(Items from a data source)
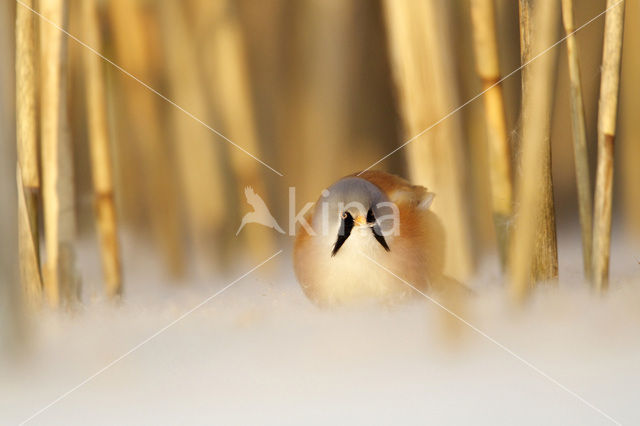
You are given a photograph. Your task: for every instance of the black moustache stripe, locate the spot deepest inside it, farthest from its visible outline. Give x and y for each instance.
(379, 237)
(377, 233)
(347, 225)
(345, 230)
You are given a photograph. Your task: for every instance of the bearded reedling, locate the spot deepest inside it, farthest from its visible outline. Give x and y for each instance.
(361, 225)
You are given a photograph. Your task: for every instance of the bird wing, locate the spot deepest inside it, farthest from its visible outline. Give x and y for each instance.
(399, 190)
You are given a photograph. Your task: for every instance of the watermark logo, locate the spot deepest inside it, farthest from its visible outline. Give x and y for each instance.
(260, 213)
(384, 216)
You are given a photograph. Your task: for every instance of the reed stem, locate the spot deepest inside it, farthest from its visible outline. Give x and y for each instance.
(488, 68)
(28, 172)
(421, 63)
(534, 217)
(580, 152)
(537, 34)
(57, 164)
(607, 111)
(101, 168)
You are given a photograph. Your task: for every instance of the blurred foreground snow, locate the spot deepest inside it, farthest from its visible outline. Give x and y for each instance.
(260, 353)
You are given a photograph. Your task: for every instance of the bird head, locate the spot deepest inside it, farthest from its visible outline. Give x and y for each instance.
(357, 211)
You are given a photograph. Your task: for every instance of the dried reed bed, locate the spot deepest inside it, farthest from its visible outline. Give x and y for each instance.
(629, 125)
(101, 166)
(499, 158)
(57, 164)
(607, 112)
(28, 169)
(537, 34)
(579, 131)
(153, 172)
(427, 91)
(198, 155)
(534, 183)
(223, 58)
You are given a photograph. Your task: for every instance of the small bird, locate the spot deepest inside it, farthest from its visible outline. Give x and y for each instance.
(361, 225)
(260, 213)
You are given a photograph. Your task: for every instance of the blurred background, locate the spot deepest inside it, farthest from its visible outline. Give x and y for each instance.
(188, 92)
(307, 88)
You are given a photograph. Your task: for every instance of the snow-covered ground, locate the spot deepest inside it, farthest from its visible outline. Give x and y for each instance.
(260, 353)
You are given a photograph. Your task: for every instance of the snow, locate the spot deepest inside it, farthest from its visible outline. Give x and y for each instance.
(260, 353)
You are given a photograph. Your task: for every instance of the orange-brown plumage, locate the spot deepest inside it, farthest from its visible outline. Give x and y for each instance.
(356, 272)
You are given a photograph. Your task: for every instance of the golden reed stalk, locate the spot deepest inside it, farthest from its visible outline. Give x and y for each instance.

Problem details.
Quote the records above in full, dropping each picture.

Response.
You are given a photograph. Your task: for every instance of the black moustache stripe, locate the spot deepest inside it, farthest from its visible outline. Give x and y for each instance.
(379, 237)
(377, 233)
(347, 225)
(345, 230)
You are given a photograph. Your task: for every instance of the bearded reedling, locate the spot deepest inside it, farthest from its visible outline. Give x and y for each instance.
(361, 225)
You are given a photograph. Your task: for every instance of the bird wing, locate the spot deepest inside it, farthest from its visible outline. Give x and y for each instance.
(399, 190)
You are given a photograph. Your task: for every instance of the watermark logo, locate the spot deepest inside it, farthest from its visible outline. Give x and y for each instance.
(260, 213)
(384, 216)
You are given a photograph. Your task: for every instance of the reed stem, locate the spot deepest inside it, farthest from its visible outline. Give x and y for each instance.
(488, 68)
(28, 172)
(421, 63)
(534, 217)
(580, 152)
(537, 34)
(57, 164)
(607, 111)
(101, 168)
You are given a photograph. Your task: for every instance of the blurred foreground snow, locate the spot deepest inside it, farthest from its visible outline. Give x and y for each instance.
(260, 353)
You are given a photograph. Your task: for every instance of the bird head, locate the spot deepest inside it, farthest from its visible outline. Give x and y for each instance.
(357, 211)
You are given a photograph. Your task: for every instance of the dried reed bed, locate the spot deepest inside it, farthest from its visible outline. Give x and y for each instance.
(629, 125)
(101, 166)
(499, 158)
(57, 164)
(607, 112)
(28, 169)
(537, 34)
(579, 131)
(153, 172)
(427, 91)
(198, 155)
(534, 183)
(223, 58)
You are given a photograph. Your task: for every instance of the small bird, locate the spot deepest inside it, farthest from its visible outline. Give x and y for each instance.
(361, 225)
(260, 213)
You are given a photograph. Your task: for every instance of the blurred background, locate the spot deepest inside it, farthest from its visible outline. Give x and y for each instance.
(188, 92)
(307, 88)
You are given a photograph. Your task: for every instance of the snow-covered ground, locate the spot deepest inside it, farthest from its visible outline. Give x and y for each instance.
(260, 353)
You are given a photograph. Your task: for every instance of the snow, locate the spot deepest inside it, farthest from its visible outline. Give x and y for each instance.
(260, 353)
You are given a photograph. Your task: for every instance of the orange-brown plumage, locate the spot deepest inside it, farthest from its visible outline. Give x and y for each instance.
(356, 272)
You are given a photograph. Your task: for every instance of the golden reed stalk, locate the spot deepest inside it, farthest from its visible outline. Give x and y for each instance.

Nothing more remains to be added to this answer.